_REQUEST_
Copy the entries below word for word, from the line with "black jacket, farthest" to the line with "x=137 y=687", including both of those lines.

[Point-based annotation data]
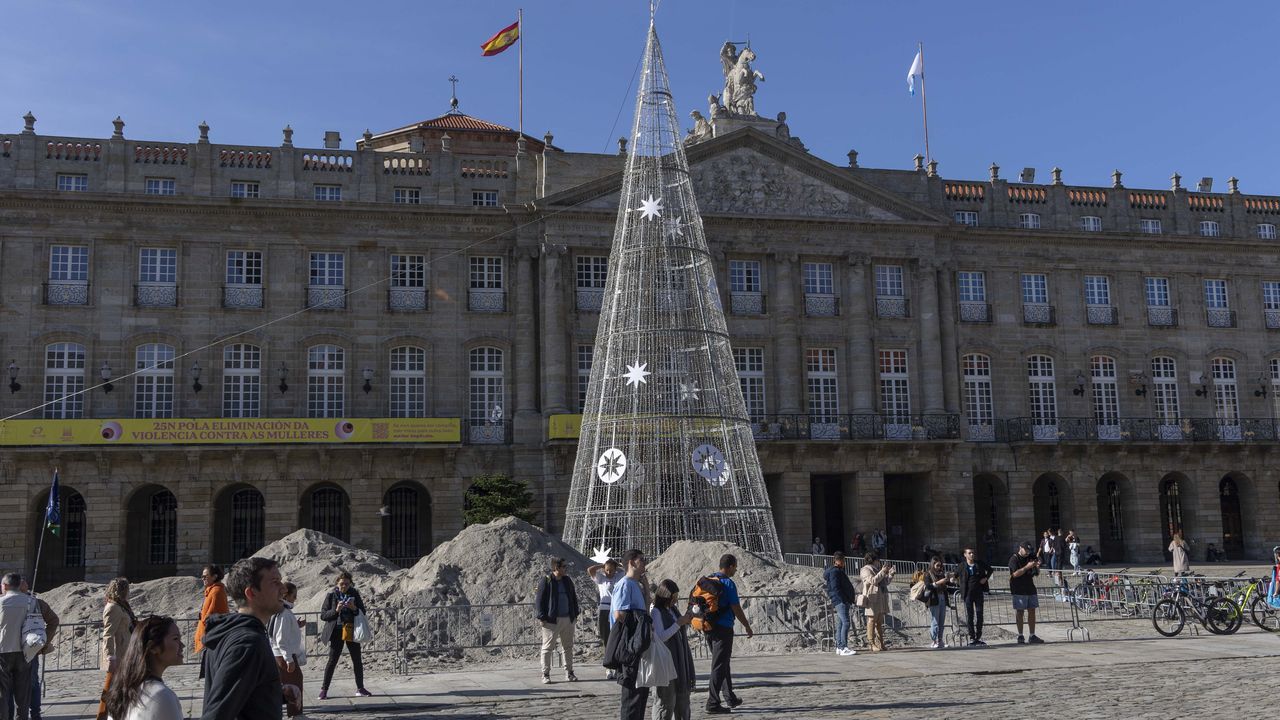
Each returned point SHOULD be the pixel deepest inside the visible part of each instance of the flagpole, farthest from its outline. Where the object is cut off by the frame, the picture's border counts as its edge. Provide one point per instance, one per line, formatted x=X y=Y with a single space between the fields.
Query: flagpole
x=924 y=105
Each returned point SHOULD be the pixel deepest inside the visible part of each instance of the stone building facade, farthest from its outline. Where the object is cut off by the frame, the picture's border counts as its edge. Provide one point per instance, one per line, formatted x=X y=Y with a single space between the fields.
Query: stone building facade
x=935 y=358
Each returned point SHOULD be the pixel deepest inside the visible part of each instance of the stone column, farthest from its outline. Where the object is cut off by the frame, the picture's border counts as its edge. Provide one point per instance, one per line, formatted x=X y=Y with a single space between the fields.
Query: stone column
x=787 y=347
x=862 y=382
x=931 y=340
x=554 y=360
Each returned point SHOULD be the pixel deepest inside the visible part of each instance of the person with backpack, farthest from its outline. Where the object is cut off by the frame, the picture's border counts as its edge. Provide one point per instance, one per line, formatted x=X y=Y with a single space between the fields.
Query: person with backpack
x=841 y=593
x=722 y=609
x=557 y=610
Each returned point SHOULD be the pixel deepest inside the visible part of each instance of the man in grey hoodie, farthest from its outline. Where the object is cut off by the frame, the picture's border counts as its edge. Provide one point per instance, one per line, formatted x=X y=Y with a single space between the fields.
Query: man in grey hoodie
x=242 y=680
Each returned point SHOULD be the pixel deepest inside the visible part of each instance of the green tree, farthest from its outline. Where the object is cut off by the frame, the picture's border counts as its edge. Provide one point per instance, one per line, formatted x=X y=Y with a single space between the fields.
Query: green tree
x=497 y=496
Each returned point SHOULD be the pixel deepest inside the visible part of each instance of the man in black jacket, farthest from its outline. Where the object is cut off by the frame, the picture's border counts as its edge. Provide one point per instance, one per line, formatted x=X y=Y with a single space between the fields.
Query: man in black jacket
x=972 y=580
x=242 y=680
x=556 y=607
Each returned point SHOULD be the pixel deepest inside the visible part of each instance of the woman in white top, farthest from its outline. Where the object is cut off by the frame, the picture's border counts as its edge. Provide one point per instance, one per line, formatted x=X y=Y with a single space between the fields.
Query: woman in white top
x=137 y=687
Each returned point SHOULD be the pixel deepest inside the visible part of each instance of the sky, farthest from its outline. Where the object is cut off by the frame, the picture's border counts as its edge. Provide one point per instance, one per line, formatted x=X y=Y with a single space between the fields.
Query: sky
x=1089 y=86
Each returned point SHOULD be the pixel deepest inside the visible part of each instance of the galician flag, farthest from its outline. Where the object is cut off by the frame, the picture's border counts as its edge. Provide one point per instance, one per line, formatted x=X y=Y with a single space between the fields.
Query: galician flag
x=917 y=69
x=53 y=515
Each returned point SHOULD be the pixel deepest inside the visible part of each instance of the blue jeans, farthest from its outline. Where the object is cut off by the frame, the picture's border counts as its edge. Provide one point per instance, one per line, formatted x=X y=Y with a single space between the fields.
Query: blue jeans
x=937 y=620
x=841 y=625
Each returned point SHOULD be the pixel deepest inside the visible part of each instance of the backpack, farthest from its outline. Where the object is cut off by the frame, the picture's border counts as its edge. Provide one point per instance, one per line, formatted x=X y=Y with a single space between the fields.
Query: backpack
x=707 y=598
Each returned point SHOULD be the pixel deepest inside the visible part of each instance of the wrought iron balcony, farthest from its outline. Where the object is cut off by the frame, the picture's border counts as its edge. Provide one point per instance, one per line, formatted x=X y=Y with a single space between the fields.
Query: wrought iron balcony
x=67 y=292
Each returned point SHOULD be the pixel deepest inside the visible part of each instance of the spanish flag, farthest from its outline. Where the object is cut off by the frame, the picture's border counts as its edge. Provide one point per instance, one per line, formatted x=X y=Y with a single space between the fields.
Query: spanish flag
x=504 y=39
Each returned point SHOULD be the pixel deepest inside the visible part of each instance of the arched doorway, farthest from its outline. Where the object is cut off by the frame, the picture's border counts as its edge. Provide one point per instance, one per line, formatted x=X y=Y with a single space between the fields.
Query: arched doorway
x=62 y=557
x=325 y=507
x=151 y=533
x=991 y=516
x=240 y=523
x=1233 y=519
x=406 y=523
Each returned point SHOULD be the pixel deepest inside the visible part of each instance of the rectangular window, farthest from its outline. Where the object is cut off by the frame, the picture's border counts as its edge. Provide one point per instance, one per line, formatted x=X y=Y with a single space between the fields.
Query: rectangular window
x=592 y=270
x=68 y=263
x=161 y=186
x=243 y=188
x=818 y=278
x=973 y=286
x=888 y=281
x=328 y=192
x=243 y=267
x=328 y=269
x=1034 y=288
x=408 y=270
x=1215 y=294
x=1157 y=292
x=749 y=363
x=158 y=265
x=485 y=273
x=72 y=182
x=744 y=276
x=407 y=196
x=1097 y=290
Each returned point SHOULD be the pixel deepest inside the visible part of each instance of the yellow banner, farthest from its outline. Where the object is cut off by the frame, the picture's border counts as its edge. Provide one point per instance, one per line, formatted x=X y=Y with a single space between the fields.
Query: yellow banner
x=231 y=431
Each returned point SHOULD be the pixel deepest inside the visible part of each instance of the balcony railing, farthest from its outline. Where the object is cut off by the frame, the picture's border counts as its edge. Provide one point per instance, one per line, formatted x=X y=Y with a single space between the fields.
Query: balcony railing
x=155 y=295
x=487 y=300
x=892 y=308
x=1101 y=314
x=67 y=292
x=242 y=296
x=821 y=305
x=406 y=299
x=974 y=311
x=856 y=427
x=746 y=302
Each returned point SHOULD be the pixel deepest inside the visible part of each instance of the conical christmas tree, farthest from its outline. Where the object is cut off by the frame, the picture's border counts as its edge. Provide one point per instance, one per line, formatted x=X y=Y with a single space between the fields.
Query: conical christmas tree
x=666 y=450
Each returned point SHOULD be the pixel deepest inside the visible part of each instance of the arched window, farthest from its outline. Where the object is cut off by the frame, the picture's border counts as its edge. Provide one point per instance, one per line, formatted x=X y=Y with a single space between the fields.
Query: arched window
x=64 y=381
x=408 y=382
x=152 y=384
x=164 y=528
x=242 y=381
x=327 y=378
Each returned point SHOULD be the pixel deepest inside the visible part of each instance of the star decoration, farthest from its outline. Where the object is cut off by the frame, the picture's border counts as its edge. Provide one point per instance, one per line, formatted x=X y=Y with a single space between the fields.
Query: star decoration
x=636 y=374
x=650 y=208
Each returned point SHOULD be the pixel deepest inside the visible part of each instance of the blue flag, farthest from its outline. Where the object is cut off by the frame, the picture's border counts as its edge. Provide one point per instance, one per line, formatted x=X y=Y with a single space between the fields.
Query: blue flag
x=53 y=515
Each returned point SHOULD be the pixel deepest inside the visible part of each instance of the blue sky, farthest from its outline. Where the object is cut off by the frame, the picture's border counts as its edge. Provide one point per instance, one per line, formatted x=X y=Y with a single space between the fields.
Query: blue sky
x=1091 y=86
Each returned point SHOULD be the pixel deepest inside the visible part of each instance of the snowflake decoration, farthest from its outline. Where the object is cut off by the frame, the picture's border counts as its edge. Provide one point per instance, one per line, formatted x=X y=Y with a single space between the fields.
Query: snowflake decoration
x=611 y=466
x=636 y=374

_WORKED ANSWER_
Each returned point SHOULD be the pixel deepest inside the visible part of each instance of the man in black jacket, farthest from its outline. Where the object is cut off by the frame, the picture's border counts as its edge. Provide one point per instance, one per line, formatted x=X y=Y with a single space between the fields.
Query: man in black jacket
x=972 y=580
x=242 y=680
x=556 y=607
Each returned point SHOULD be the pixel deepest inside the visible part of each instance of the woman in white top, farthest from its outline. Where the object is cut off by the frame, the picture's border counts as its edge. Provide one point per instance, one per line, formatted x=X y=Y with a single space between the fields.
Query: woman in white top
x=137 y=687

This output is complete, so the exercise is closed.